Page excerpt:
"""

On 4/2/20 9:42 PM, James Brauman wrote:
> I am using the COPY command to insert 10 million rows from a CSV file
> into a database table and I am finding the performance is
> unacceptable. When the COPY command is executed the disk I/O is
> extremely high which leads to degraded query performance for other
> queries being executed on the database.
>
> I have tried removing the indexes from the database table and this
> dramatically improved performance (both reducing the execution time
> and reducing disk I/O).
Is there the option to use tablespaces to move the index(s) to another
disk?:
https://www.postgresql.org/docs/12/sql-alterindex.html
"
SET TABLESPACE
This form changes the index's tablespace to the specified
tablespace and moves the data file(s) associated with the index to the
new tablespace. ..."
>
> The constraints I am working with are:
> - Indexes must be in place to ensure that other queries that are
> executed on the table while the COPY command is executing have
> acceptable performance.
> - The table should not be locked for reads during the COPY (it is
> fine to lock for writes).
>
> I don't know how COPY is implemented, but it seems that the indexes
> are updated as data is inserted into the table. Ideally I would like
> to delay updating the indexes until the COPY command has completed and
> just update the indexes a single time, I think this would lead to much
> better performance. Is this possible?
>
> Another idea that I had was to start a transaction, drop the indexes,
> run the COPY command and then recreate the indexes. The problem with
> this approach is that DROP INDEX acquires an exclusive lock on the
> table, which is not acceptable in this system (otherwise other queries
> won't be able to execute). I tried using DROP INDEX CONCURRENTLY, but
> that cannot be executed inside a transaction.
>
> What are my options in this scenario?
>
> Thanks
>
>
--
Adrian Klaver
adrian.klaver@aklaver.com

"""

Objective a:
Begin at the line of the rows that contains "Surveillance review: pinpoint the woman in" and continue through the last line of the rows, writing out every line in that span, both ends included. Keep each line unchanged except for shifting every bounding-box coordinate up by 125, and give only those lines.

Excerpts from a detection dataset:
"""

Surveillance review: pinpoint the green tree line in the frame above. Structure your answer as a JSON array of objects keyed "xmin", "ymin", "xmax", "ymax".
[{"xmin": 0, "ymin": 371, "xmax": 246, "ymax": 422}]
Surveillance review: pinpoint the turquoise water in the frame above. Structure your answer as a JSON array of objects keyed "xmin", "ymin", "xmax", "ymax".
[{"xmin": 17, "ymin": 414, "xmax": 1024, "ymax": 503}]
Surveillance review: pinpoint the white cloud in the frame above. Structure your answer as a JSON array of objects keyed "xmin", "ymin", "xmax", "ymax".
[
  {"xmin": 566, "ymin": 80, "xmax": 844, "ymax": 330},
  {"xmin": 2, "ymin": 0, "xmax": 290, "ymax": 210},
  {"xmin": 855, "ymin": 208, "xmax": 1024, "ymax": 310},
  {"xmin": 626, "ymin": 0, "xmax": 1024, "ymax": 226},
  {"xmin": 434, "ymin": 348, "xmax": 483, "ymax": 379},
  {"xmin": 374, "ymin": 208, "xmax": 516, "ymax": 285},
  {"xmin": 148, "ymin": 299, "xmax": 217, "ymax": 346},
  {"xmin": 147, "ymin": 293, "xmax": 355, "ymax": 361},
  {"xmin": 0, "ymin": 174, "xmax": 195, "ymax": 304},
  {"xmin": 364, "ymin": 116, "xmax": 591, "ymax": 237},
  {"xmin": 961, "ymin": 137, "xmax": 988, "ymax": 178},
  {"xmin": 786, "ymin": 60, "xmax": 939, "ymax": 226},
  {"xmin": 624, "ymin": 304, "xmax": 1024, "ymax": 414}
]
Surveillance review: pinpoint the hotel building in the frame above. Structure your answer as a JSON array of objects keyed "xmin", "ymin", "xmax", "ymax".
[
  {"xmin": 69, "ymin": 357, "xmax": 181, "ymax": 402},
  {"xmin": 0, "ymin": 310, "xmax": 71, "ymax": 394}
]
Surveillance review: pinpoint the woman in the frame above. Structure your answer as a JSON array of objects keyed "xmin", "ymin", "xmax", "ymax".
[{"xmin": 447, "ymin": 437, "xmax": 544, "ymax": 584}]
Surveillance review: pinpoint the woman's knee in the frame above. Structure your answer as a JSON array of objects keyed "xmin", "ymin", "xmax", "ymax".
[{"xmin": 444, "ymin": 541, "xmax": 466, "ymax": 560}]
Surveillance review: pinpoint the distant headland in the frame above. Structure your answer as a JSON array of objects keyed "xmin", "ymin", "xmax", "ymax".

"""

Objective b:
Reproduce the full mailing list reply about COPY and index performance, word for word.

Full response a:
Surveillance review: pinpoint the woman in the frame above. Structure your answer as a JSON array of objects keyed "xmin", "ymin", "xmax", "ymax".
[{"xmin": 572, "ymin": 562, "xmax": 669, "ymax": 709}]
Surveillance review: pinpoint the woman's knee in the frame above. Structure your answer as a JSON array of objects keyed "xmin", "ymin", "xmax", "ymax".
[{"xmin": 569, "ymin": 666, "xmax": 591, "ymax": 685}]
Surveillance review: pinpoint the distant headland in the frame above. Structure your answer as a JSON array of objects keyed "xmin", "ymin", "xmax", "ymax".

Full response b:
On 4/2/20 9:42 PM, James Brauman wrote:
> I am using the COPY command to insert 10 million rows from a CSV file
> into a database table and I am finding the performance is
> unacceptable. When the COPY command is executed the disk I/O is
> extremely high which leads to degraded query performance for other
> queries being executed on the database.
>
> I have tried removing the indexes from the database table and this
> dramatically improved performance (both reducing the execution time
> and reducing disk I/O).
Is there the option to use tablespaces to move the index(s) to another
disk?:
https://www.postgresql.org/docs/12/sql-alterindex.html
"
SET TABLESPACE
This form changes the index's tablespace to the specified
tablespace and moves the data file(s) associated with the index to the
new tablespace. ..."
>
> The constraints I am working with are:
> - Indexes must be in place to ensure that other queries that are
> executed on the table while the COPY command is executing have
> acceptable performance.
> - The table should not be locked for reads during the COPY (it is
> fine to lock for writes).
>
> I don't know how COPY is implemented, but it seems that the indexes
> are updated as data is inserted into the table. Ideally I would like
> to delay updating the indexes until the COPY command has completed and
> just update the indexes a single time, I think this would lead to much
> better performance. Is this possible?
>
> Another idea that I had was to start a transaction, drop the indexes,
> run the COPY command and then recreate the indexes. The problem with
> this approach is that DROP INDEX acquires an exclusive lock on the
> table, which is not acceptable in this system (otherwise other queries
> won't be able to execute). I tried using DROP INDEX CONCURRENTLY, but
> that cannot be executed inside a transaction.
>
> What are my options in this scenario?
>
> Thanks
>
>
--
Adrian Klaver
adrian.klaver@aklaver.com